**Text passage**.
| The
Right Mix
When and how to rebalance
By Sébastien
Page, senior managing director, State Street Associates / State
Street Global Markets
Most
institutional investors employ asset-liability optimization to determine
optimal portfolio weights. These optimizations invariably begin
decaying upon implementation as changes in asset prices drive portfolios’
component parts away from optimal targets. This process is made
more complex by the fact that different investments, in various
asset classes, move away from their optimal targets at different
speeds as their performance varies. In an idealized world—with
no transaction costs—investors would continually rebalance
to their optimal weights in real time. But because of various transaction
costs, including commissions and taxes, market impact and opportunity
costs, investors must balance the cost of portfolio suboptimality
against the cost of restoring the optimal weights.
Two suboptimal approaches
to portfolio rebalancing currently prevail in our industry—calendar-based
and tolerance-band rebalancing. The problem with calendar-based
rebalancing is that markets might shift substantially between periodic
rebalancing or, conversely, that rebalancing on a given date might
be unnecessary as assets have not drifted enough to merit the rebalancing.
Tolerance-band rebalancing
is generally thought to be an improvement over calendar-based rebalancing.
The problem with tolerance-band rebalancing is that different portfolio
components have different levels of elasticity. Certain volatile
investments might see their prices shift substantially through the
course of normal trading, while others might move less dynamically.
A 3% drift for one investment might ring alarm bells, while a 5%
drift in another might be a routine fluctuation meriting no action
whatever. As with calendar-based rebalancing, the problem is identifying
the sweet spot between tolerating and over-reacting to portfolio
drift, taking into account the impact of each over- or under-weight
position on the entire portfolio’s return-risk profile.
Mapped out
These approaches to portfolio rebalancing ignore the important fact
that decisions in the current time period will impact future decisions
and costs. An optimal rebalancing approach relies on advanced multi-period
optimization technology to minimize the total cost of maintaining
the optimal allocation. An optimal set of rebalancing rules are
generated and applied over a given time horizon. Once the algorithm
is trained, this multi-period policy is used as a roadmap that is
utilized until the assumptions used to build the optimal portfolio
change.

**Information supplied**.
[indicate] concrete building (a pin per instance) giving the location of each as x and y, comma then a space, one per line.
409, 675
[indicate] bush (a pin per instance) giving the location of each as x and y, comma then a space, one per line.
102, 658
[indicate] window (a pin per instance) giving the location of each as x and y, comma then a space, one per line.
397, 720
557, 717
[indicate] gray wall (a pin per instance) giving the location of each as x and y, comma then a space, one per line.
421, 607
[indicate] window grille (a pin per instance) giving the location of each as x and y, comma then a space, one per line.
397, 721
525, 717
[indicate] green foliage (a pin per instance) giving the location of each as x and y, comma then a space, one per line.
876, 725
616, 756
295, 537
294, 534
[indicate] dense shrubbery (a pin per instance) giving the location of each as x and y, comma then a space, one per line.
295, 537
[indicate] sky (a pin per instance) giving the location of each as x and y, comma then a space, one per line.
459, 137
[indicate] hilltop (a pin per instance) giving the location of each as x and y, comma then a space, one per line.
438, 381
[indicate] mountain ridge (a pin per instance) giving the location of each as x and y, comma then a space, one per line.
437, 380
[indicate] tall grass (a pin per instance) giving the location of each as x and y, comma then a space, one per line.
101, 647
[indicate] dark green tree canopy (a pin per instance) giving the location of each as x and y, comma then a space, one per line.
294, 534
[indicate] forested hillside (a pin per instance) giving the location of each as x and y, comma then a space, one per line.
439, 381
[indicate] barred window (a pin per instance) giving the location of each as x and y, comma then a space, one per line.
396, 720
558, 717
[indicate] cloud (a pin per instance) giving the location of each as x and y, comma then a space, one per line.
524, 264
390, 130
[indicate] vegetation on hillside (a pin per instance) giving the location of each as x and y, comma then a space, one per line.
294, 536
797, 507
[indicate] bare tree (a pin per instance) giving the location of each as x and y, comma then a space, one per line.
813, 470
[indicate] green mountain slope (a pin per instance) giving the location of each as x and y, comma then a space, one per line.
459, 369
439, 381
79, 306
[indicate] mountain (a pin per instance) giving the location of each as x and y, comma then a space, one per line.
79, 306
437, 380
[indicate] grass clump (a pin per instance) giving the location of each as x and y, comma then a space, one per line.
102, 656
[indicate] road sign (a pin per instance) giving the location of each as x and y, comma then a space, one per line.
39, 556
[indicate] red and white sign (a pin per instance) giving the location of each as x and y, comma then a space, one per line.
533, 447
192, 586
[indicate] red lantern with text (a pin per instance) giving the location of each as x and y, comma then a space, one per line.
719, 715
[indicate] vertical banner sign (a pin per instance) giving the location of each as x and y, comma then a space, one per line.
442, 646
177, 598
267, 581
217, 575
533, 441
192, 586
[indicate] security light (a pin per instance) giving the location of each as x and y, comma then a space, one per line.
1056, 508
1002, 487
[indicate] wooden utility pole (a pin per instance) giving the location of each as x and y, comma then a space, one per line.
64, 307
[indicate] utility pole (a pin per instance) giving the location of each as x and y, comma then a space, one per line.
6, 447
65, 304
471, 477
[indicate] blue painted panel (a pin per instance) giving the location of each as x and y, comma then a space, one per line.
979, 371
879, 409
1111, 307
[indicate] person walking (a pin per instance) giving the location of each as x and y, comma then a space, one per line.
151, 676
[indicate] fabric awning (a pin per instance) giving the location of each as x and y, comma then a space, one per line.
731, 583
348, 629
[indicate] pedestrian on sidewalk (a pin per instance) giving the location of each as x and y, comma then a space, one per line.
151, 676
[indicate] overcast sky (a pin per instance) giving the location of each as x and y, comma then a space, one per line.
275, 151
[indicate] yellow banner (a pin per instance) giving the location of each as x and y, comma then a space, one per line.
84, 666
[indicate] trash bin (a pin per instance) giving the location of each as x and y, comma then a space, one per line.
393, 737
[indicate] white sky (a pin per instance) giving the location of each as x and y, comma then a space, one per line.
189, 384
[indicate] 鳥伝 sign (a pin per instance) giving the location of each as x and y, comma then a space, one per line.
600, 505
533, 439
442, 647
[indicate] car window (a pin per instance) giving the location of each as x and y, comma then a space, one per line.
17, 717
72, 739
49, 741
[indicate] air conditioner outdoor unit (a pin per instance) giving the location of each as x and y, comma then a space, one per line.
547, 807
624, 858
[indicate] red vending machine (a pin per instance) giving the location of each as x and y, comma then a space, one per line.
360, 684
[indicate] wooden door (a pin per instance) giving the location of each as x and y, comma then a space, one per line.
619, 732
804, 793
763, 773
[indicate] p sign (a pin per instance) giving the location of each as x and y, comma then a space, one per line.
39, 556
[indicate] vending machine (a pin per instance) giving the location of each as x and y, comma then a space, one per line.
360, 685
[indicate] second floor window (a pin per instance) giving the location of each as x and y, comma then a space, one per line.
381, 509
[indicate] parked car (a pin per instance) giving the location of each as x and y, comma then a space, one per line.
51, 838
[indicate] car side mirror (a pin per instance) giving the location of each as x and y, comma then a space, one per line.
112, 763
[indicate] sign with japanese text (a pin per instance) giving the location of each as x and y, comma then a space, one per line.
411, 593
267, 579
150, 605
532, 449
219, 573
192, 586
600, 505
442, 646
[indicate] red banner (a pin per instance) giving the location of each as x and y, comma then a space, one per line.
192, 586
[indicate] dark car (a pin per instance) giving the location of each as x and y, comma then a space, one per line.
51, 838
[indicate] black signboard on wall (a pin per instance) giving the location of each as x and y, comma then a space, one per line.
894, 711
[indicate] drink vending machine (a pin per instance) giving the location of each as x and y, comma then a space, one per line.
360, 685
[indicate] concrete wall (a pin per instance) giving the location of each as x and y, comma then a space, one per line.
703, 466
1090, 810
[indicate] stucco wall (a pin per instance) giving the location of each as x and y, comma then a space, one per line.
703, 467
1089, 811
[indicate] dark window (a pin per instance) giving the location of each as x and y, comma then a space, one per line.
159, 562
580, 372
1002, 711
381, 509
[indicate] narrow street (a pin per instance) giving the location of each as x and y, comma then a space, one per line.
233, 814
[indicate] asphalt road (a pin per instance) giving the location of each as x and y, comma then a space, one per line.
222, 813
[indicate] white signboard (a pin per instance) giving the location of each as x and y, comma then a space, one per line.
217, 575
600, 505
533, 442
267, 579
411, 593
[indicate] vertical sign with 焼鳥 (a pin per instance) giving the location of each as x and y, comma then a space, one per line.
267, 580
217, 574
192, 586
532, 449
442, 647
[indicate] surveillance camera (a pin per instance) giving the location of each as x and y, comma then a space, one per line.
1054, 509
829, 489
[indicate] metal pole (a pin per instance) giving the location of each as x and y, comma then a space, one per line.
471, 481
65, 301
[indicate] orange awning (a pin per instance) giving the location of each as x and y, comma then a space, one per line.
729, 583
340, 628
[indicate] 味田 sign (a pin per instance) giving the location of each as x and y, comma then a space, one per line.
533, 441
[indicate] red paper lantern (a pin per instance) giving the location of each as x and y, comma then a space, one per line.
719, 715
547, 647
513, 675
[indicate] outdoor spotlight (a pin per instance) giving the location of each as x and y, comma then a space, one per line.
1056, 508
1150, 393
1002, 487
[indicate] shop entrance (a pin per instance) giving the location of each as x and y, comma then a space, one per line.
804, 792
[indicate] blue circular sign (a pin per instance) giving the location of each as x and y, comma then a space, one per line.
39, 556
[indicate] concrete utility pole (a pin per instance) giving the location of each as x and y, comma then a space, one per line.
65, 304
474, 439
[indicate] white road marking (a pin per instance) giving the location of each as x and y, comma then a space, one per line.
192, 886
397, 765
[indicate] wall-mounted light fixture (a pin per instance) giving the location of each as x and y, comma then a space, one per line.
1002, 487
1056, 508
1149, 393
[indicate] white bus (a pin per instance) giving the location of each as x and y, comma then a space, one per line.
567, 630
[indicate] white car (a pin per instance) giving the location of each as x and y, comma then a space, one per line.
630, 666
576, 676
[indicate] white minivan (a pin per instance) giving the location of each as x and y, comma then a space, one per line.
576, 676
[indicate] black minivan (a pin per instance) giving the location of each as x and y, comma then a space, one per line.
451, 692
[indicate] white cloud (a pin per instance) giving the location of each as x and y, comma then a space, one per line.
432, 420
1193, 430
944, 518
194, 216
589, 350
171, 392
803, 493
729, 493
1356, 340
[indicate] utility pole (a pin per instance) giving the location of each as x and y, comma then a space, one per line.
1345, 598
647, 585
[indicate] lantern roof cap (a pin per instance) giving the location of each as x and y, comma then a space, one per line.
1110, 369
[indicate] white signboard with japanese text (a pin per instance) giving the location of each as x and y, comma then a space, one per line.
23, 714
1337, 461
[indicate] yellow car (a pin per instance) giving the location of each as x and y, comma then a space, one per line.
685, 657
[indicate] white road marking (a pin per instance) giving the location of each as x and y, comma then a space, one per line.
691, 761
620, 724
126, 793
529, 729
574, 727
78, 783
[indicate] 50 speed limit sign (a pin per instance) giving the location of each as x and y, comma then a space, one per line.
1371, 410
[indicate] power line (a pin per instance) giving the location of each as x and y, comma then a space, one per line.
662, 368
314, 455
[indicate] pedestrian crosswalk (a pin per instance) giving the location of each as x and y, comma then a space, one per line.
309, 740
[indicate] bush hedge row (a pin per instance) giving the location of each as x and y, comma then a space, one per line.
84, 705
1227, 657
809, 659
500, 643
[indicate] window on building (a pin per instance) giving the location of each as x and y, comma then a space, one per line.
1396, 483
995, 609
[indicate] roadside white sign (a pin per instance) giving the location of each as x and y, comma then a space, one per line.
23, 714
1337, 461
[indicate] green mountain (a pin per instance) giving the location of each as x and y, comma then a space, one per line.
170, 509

**What you will do**.
- a) Summarize the text on portfolio rebalancing in two sentences.
- b) According to the text on portfolio rebalancing, which two approaches to rebalancing currently prevail in the industry?
- c) Write the next part of the text on portfolio rebalancing, picking up after its final sentence.

**Answers in order**.
- a) Because asset prices pull portfolios away from their optimal weights and transaction costs make constant rebalancing impractical, investors must weigh the cost of suboptimality against the cost of restoring those weights. Calendar-based and tolerance-band rebalancing both have drawbacks, whereas an optimal approach uses multi-period optimization to produce a set of rebalancing rules that minimizes the total cost of maintaining the optimal allocation.

- b) Calendar-based rebalancing and tolerance-band rebalancing.

- c)
The construction of this
roadmap takes into account all possibilities, and determines optimal
decisions by a recursive process. While it is impossible for investors
to predict how their portfolio will drift over time, this process
works backwards through billions of scenarios to determine future
optimal decisions for each possible future portfolio state. The
probability-weighted future costs implicit in the roadmap are then
discounted, and optimized against the expected suboptimality and
transaction costs in the current period, for every possible portfolio
state, until the entire roadmap is constructed. In this way, the
optimal rebalancing roadmap indicates the course of action for every
possible portfolio state in every time period.
As might be expected,
the vast scale of this kind of scenario building requires extraordinary
mathematical and computational resources. It uses grid computing
and massive parallel processing to achieve these vast computations.
Grid computing relies on multiple networked computers to distribute
process execution across a parallel infrastructure, enabling faster
processing of large-scale computation problems. As quantified in
substantial back-testing and simulations, the process is expected
to substantially reduce transaction costs by as much as 50% compared
to, for example, a simple 2% tolerance-band approach. Moreover,
the algorithm achieves this result while at the same time delivering
lower suboptimality costs.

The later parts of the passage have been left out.